— start PROVIDED RECORDS —

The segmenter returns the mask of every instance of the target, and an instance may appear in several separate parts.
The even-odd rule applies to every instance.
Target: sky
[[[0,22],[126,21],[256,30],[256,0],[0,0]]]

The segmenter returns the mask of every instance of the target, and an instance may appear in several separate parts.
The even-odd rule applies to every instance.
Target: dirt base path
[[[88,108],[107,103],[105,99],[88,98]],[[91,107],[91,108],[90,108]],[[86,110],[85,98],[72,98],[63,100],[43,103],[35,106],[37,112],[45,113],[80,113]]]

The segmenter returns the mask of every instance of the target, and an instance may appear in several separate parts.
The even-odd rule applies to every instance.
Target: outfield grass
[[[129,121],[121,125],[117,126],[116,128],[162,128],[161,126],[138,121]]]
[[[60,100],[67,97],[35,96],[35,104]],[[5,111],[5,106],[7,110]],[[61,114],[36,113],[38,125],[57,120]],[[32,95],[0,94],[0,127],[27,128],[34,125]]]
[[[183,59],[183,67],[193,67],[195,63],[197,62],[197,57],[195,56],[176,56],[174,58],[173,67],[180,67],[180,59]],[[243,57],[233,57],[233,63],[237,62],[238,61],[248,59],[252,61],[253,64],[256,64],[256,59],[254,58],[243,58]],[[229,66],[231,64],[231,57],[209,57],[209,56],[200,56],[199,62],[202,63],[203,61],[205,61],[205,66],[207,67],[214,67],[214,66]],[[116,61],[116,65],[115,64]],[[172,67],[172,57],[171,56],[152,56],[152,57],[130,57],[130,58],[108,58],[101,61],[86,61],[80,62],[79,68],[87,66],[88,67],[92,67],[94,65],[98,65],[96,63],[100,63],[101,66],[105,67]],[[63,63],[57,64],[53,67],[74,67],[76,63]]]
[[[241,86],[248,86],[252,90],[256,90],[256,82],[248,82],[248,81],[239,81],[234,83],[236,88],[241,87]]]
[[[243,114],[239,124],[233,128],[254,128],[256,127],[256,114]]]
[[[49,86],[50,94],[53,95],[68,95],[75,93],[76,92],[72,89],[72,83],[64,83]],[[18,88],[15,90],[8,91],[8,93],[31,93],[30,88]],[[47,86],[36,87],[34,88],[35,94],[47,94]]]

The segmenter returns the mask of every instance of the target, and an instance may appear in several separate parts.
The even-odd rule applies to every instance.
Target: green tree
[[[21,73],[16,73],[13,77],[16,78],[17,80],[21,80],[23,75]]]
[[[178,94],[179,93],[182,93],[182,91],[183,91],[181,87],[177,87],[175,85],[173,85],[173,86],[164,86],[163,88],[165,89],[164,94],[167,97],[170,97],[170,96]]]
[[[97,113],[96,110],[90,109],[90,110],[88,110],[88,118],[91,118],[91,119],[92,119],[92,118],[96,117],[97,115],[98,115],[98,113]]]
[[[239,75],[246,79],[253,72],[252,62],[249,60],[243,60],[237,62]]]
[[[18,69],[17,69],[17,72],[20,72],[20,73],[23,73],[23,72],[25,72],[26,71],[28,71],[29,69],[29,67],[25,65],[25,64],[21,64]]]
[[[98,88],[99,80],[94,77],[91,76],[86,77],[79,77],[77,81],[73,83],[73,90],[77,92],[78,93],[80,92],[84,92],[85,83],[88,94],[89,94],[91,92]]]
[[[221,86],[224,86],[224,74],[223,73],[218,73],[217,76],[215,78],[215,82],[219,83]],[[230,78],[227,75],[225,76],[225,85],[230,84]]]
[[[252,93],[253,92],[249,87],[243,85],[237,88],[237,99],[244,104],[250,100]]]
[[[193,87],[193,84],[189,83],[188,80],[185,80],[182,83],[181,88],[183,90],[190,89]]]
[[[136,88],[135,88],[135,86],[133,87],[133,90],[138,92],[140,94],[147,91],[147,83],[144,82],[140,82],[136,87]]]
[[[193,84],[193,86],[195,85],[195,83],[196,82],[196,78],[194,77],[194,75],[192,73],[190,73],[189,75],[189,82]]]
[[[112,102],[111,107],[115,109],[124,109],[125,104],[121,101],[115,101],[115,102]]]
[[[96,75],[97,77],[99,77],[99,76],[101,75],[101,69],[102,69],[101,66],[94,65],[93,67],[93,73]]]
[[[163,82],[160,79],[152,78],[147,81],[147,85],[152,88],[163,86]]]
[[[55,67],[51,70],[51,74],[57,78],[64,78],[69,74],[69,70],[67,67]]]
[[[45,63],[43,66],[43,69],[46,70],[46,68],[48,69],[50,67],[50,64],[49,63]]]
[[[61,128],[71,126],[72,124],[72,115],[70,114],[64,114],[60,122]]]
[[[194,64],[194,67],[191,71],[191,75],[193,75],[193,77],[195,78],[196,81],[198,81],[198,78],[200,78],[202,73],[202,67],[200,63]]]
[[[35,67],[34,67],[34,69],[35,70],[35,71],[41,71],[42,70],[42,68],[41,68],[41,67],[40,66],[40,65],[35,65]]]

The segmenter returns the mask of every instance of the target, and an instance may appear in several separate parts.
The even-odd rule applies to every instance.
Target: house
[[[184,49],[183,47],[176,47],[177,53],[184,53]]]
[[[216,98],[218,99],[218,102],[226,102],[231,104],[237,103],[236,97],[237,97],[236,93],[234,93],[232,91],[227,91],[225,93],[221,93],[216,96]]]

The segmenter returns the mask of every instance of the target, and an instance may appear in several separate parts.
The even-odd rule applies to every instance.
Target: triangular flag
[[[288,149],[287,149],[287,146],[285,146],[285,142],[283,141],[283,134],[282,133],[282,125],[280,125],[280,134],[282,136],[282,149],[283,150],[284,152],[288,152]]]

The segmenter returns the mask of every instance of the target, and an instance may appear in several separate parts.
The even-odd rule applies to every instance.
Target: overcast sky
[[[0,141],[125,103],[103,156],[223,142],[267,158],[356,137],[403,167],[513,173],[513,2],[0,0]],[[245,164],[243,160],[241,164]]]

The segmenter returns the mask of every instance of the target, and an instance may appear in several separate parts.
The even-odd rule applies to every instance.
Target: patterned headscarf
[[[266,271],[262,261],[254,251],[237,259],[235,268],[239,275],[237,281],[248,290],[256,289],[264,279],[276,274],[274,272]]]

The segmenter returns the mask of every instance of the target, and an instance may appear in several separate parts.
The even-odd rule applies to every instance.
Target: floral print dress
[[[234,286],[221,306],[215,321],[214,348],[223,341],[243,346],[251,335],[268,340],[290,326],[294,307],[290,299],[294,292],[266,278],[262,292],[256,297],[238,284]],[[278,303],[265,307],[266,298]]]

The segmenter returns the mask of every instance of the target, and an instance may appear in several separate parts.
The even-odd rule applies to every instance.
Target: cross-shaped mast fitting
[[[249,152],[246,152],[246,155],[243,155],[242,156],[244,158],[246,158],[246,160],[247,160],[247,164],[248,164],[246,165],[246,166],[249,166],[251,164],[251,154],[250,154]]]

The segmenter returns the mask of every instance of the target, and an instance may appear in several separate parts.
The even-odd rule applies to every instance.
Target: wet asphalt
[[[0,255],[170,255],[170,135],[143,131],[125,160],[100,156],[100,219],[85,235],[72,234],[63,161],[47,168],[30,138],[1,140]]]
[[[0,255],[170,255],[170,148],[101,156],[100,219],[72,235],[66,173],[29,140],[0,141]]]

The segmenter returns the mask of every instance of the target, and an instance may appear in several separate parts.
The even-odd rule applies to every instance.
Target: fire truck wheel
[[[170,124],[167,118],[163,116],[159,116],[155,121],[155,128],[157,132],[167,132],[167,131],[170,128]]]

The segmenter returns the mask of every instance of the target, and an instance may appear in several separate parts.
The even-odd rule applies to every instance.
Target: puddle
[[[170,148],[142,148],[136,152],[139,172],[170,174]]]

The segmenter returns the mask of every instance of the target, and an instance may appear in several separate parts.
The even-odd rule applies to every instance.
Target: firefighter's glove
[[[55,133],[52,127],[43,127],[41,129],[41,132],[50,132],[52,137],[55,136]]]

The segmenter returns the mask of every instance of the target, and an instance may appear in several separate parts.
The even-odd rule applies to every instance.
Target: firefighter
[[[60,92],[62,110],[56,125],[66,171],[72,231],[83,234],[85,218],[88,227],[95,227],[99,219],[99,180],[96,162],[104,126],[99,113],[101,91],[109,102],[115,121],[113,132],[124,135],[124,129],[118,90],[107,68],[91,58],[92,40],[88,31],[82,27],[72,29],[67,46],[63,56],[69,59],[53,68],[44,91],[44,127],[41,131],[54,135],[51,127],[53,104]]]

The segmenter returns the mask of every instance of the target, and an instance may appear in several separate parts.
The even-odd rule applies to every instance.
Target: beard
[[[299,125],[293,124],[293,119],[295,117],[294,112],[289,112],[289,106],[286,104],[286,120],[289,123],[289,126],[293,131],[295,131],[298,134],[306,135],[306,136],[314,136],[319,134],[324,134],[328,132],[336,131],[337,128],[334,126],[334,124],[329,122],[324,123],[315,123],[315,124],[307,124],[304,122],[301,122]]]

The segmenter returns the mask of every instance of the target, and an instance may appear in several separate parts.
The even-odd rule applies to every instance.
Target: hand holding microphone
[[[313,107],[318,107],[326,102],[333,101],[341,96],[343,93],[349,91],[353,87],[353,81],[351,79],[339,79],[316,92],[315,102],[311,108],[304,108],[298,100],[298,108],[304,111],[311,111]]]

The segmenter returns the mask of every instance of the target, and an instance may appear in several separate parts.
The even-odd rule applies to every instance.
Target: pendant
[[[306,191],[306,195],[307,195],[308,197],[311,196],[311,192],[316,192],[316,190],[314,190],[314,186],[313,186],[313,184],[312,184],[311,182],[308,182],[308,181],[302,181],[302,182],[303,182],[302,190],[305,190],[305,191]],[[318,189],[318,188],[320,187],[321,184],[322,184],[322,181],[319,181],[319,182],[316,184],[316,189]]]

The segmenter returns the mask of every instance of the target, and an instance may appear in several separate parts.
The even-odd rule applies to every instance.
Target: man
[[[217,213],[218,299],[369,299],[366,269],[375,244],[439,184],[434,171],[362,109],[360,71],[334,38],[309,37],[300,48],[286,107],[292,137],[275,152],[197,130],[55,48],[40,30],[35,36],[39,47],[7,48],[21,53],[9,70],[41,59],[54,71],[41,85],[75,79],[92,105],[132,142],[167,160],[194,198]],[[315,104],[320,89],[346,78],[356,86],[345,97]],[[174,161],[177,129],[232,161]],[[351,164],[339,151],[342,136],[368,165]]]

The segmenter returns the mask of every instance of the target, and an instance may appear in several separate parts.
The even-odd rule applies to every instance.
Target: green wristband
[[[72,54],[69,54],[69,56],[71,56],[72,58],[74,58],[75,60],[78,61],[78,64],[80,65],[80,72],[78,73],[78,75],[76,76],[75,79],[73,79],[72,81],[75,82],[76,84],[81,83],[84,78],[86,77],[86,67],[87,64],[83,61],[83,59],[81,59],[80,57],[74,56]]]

— end PROVIDED RECORDS —

• _YOUR GOAL_:
Starting at the first line of the rows and ending at the line that contains "[[[0,22],[126,21],[256,30],[256,0],[0,0]]]", recast those lines as a JSON list of strings with one string per line, leaving out blank lines.

• _RESULT_:
[
  "The segmenter returns the mask of every instance of the target, and an instance may appear in several separate parts.",
  "The even-odd rule applies to every instance.",
  "Target: sky",
  "[[[0,22],[126,21],[256,30],[256,0],[0,0]]]"
]